What is being asked: Please pull out every line of the listing below that contains the word "leafy" and copy each one unchanged.

>> START

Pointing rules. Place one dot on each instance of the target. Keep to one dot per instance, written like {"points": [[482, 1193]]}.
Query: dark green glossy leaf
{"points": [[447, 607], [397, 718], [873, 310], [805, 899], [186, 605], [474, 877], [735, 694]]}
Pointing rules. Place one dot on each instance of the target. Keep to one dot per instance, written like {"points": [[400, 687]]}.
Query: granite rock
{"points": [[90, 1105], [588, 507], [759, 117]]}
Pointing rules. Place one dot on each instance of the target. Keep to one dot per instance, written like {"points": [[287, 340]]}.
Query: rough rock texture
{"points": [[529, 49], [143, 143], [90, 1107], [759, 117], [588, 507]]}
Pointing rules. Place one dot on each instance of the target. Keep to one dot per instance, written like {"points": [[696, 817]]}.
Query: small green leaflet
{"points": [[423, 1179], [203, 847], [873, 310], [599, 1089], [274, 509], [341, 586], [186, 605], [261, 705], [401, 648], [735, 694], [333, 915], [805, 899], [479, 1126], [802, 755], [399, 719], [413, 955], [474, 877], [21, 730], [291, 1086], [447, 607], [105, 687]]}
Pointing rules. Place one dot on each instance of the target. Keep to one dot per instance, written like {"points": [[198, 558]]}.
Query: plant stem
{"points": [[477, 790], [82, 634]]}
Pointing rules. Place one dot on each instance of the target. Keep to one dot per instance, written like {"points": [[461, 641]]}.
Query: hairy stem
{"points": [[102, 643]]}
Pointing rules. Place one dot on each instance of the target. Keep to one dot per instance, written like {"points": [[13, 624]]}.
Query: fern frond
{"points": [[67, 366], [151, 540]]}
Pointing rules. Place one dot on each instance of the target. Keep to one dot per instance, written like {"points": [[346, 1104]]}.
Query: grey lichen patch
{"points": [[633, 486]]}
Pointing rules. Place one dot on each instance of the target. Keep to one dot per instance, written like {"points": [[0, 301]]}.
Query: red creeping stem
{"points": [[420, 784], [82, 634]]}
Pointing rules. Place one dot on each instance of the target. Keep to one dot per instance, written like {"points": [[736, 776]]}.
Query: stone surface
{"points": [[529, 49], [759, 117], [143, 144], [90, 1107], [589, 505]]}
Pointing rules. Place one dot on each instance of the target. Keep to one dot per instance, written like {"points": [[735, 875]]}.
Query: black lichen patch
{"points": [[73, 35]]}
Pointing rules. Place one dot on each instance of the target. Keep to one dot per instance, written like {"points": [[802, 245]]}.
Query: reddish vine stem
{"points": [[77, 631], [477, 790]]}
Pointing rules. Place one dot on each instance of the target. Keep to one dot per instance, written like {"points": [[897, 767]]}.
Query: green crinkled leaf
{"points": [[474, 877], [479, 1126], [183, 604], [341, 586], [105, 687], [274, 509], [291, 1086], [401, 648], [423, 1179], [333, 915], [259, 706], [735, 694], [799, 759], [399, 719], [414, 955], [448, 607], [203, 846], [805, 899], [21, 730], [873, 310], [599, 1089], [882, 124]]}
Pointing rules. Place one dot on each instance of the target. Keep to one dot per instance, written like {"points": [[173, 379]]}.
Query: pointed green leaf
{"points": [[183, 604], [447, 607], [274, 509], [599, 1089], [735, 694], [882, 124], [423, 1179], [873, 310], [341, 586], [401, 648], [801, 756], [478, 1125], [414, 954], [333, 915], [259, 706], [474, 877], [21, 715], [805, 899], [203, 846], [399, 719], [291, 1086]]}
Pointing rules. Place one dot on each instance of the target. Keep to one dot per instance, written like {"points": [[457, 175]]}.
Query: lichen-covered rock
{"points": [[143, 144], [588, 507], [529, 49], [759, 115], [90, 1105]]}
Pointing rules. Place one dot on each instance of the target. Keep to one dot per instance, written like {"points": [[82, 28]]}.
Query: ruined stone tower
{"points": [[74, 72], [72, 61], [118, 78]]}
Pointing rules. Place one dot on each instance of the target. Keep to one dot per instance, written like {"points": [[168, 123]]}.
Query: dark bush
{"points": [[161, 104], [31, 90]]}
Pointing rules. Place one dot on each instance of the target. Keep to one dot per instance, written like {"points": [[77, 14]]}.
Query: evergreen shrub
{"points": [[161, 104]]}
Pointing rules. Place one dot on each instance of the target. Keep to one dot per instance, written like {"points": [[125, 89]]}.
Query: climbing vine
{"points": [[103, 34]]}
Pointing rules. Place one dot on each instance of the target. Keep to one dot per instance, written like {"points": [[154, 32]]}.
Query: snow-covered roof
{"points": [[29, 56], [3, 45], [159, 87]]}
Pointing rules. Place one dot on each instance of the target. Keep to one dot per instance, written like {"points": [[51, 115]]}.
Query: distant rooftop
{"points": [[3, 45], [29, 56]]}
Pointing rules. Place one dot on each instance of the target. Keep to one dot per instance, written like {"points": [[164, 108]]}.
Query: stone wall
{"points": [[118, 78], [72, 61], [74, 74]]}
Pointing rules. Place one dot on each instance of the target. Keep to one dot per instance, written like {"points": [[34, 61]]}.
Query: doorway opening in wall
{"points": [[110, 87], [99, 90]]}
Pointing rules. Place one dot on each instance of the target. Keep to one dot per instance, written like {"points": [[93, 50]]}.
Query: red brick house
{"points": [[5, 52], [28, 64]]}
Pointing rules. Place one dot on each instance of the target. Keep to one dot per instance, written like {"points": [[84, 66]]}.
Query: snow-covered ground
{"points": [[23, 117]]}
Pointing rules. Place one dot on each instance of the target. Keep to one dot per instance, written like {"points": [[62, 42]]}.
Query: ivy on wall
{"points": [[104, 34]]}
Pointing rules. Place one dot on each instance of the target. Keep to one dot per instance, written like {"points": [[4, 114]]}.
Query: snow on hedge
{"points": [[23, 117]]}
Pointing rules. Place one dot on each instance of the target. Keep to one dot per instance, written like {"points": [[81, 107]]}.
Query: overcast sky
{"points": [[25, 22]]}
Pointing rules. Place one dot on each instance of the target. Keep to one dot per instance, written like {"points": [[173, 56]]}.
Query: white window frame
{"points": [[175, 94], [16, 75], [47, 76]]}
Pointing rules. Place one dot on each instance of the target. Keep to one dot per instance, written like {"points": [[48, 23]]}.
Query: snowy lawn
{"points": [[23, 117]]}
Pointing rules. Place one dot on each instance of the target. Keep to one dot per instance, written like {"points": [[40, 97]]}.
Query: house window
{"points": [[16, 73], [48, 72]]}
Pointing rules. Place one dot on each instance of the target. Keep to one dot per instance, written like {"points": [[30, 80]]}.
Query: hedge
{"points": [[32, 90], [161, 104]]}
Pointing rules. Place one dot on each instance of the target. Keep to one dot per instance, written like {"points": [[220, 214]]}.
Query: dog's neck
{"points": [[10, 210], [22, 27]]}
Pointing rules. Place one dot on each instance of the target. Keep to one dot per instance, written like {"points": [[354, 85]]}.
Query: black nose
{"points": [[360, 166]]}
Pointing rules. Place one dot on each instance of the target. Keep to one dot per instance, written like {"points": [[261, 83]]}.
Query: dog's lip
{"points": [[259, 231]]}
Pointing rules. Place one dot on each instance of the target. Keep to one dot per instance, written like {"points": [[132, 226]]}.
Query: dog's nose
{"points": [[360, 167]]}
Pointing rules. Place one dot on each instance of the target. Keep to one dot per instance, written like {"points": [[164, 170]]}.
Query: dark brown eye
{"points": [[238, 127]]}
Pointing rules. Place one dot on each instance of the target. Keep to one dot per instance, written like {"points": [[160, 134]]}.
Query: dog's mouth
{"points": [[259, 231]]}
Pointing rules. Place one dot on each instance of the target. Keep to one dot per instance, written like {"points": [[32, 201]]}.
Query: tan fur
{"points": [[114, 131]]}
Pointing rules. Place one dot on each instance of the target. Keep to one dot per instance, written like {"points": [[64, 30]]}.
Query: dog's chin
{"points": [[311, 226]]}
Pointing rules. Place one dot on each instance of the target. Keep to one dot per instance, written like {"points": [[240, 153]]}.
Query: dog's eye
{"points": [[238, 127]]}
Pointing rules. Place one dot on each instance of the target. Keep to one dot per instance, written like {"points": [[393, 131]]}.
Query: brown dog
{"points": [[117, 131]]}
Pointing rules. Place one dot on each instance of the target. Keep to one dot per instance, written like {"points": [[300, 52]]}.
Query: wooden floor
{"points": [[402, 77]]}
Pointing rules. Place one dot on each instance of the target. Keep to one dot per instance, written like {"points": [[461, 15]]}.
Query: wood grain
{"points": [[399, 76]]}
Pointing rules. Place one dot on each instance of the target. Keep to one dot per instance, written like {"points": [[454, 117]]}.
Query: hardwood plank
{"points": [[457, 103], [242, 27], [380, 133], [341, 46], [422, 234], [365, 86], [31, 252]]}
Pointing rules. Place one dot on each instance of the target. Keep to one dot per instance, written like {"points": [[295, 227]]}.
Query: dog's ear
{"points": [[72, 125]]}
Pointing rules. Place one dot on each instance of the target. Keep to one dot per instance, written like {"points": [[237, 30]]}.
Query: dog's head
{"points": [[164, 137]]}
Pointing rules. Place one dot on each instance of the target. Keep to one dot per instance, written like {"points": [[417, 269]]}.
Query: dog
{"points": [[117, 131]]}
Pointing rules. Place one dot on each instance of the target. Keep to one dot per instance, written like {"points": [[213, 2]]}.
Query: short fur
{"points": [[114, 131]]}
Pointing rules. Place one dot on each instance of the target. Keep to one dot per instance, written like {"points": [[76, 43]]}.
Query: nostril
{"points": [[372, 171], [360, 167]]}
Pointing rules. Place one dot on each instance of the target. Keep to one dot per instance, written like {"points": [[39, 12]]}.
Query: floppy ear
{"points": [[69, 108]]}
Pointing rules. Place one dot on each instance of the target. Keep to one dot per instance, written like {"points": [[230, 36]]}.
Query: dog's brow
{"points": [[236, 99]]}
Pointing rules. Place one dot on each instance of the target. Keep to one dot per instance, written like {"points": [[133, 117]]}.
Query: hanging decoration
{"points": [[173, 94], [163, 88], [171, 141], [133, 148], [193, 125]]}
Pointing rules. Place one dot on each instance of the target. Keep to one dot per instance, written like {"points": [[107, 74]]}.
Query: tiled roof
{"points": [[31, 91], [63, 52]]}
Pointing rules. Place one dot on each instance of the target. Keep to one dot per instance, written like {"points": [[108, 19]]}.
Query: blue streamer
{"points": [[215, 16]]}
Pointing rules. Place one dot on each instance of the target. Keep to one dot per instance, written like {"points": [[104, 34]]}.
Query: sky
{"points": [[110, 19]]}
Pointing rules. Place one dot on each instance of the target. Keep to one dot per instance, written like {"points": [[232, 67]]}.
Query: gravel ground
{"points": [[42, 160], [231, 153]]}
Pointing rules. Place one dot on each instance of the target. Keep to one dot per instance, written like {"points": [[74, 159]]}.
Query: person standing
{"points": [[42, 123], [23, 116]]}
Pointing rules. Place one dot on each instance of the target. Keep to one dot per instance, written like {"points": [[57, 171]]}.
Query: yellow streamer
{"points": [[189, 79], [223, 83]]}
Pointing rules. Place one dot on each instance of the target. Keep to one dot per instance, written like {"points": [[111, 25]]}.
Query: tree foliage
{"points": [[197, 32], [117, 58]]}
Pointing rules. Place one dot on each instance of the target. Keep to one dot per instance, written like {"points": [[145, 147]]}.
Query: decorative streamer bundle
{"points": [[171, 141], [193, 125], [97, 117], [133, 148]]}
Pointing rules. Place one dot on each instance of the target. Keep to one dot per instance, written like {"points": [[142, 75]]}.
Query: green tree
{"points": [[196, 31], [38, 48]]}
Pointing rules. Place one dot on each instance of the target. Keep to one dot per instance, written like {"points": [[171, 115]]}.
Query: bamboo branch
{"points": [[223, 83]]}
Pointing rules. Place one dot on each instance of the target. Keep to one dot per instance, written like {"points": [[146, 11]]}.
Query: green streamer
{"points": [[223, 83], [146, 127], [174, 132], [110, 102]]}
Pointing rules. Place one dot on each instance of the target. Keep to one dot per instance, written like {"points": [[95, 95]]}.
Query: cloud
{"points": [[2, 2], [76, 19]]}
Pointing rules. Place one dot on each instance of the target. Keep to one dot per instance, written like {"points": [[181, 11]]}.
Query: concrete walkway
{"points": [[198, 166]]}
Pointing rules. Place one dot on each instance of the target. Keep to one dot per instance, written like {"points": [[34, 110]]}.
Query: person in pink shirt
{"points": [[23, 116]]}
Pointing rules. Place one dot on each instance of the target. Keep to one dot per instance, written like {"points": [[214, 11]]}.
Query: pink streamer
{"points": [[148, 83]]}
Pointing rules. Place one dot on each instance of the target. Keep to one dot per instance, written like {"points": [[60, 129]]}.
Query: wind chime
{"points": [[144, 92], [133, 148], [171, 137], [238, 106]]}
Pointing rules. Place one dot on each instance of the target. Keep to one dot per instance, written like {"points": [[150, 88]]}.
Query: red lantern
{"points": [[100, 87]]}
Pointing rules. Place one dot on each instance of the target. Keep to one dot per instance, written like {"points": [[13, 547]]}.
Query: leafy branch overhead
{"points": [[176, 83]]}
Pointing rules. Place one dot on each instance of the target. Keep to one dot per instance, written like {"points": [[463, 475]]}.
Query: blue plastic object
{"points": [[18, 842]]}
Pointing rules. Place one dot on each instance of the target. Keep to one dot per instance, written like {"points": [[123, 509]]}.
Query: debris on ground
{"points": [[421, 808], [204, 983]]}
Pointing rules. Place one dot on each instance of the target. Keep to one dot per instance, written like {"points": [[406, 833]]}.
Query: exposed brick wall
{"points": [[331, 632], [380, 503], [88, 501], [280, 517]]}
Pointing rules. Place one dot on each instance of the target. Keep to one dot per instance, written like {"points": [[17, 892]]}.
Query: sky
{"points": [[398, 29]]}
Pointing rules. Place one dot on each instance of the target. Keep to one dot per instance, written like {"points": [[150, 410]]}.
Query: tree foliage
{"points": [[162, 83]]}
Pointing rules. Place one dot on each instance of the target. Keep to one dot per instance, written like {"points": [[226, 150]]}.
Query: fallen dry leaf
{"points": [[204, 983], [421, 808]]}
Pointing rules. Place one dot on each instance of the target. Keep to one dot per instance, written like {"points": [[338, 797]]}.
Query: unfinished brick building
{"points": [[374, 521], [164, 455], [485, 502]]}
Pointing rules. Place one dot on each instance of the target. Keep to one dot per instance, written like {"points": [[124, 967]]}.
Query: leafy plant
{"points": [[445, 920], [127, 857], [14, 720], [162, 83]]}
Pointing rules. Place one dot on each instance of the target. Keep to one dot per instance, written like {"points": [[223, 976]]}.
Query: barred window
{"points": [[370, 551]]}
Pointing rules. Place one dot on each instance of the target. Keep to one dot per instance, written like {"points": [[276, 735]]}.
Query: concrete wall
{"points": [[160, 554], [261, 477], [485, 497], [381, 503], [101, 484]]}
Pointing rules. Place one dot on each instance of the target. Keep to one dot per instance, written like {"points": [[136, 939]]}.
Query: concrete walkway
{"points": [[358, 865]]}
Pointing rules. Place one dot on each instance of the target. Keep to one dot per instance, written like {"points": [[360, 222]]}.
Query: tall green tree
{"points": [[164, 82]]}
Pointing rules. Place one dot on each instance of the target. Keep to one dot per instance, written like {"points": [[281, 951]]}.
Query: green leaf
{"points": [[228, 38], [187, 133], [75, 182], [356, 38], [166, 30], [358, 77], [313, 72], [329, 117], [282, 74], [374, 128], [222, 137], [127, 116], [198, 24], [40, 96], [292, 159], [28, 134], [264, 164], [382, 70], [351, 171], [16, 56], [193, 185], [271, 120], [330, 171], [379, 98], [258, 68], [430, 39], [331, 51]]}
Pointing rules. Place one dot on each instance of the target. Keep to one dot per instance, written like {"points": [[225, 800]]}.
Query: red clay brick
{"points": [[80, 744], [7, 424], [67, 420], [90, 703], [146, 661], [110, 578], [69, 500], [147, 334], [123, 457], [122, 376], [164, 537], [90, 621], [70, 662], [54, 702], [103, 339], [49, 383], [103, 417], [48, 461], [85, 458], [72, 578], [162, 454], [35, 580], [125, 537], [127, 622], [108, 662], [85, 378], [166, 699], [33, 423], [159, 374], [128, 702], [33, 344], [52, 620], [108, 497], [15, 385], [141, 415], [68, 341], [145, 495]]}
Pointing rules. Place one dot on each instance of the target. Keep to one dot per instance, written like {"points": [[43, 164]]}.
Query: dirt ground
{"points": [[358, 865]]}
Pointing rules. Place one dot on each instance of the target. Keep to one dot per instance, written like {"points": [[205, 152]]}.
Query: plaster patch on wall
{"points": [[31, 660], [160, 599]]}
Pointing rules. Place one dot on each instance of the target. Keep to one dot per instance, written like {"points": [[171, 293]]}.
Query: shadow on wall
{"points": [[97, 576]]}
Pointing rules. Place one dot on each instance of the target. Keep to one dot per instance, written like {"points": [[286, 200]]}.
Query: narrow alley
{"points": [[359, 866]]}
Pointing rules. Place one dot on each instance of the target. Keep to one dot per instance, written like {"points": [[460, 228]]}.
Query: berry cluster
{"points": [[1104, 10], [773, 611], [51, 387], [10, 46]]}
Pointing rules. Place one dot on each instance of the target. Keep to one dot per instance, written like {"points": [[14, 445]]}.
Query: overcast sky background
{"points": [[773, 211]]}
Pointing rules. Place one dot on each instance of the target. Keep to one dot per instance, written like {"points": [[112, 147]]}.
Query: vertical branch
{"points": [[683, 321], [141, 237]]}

>> END

Final result:
Query: leafy branch overhead
Query: leafy plant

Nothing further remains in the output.